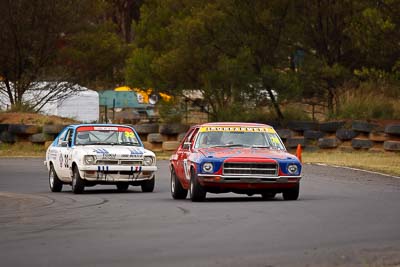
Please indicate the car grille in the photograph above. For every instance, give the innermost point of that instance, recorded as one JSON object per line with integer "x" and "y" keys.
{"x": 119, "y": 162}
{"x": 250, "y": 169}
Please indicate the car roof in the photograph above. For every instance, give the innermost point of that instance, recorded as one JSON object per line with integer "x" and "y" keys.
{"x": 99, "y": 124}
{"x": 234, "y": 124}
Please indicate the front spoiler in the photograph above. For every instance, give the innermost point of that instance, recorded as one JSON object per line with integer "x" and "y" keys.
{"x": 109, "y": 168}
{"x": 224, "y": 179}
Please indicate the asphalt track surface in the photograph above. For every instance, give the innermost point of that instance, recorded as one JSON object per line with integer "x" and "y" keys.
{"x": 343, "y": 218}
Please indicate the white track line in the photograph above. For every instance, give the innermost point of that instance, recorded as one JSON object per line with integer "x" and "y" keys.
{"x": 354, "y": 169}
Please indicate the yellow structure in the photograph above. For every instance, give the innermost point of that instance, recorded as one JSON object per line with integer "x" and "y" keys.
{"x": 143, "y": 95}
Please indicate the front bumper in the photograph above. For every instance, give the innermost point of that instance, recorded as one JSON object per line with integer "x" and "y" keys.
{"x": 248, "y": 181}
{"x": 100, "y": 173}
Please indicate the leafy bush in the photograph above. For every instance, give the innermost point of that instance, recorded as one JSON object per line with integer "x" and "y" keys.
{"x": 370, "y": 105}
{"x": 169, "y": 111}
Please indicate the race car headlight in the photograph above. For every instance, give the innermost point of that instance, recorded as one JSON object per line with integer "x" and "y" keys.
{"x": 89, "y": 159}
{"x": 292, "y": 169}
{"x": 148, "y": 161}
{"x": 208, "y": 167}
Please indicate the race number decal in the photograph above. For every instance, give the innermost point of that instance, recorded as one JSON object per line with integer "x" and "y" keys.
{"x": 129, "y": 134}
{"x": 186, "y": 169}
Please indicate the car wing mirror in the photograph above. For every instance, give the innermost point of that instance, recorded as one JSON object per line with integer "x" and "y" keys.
━━━━━━━━━━━━━━━━━━━━
*Work required*. All of the material above is to be copied exactly, except for its images.

*Finished exercise*.
Please indicate the car grille in the photograph above. For every instance, give the innermost point of that instance, recorded as one JSON object per line with integer "x" and "y" keys.
{"x": 119, "y": 162}
{"x": 250, "y": 169}
Please indicate the car roof in the photograph above. For every instance, give the innermost point of that instance, recorded as one JSON object per line with integer "x" and "y" keys.
{"x": 99, "y": 124}
{"x": 234, "y": 124}
Please indicate the front spoiler in the photograph above. For every instance, give the innermost point of that instance, recorded as one JSON object per line with integer "x" and "y" keys.
{"x": 109, "y": 168}
{"x": 224, "y": 179}
Please indicate the asphalt track surface in the photograph above. For every instance, give the innermost point of that instance, recorded as one JSON object per line with integer "x" and "y" keys.
{"x": 343, "y": 218}
Please indicate the white track line in the photograph above. For every instance, give the innermost point of that instance, recorded as one JSON object per line with integer "x" and "y" keys.
{"x": 354, "y": 169}
Please indicate the yellow structure in the photograph above. For every instance, give the innermost point of that instance, recorded as one JSON object per line with integer "x" and "y" keys.
{"x": 143, "y": 95}
Please indicate the front bumper in the photograph above. For every instance, give the innermost point of that instance, recorded as one JSON object per line with integer "x" and "y" keys.
{"x": 248, "y": 181}
{"x": 100, "y": 173}
Please indicate the leafy bush in the photograph above. For every instance, give the innermost point of that instance, recorded as one JSON object per line with integer "x" and "y" keys.
{"x": 370, "y": 105}
{"x": 169, "y": 111}
Please indicate the race car headlight in the photograph above. For every instance, give the innermost point of that instance, recorded as one JSON object per line with integer "x" and "y" keys.
{"x": 89, "y": 159}
{"x": 292, "y": 169}
{"x": 148, "y": 161}
{"x": 208, "y": 167}
Please indicate the race number decal in the photograph above. For every instance, give the innermost point of that instance, recorded as one JSON object per line with integer "x" and "y" keys.
{"x": 129, "y": 134}
{"x": 186, "y": 169}
Please indicate the car wing mirror in the photograph above. For every instance, give the innermost point of that instance, recorded as one JSON object per line with integer "x" and "y" keys.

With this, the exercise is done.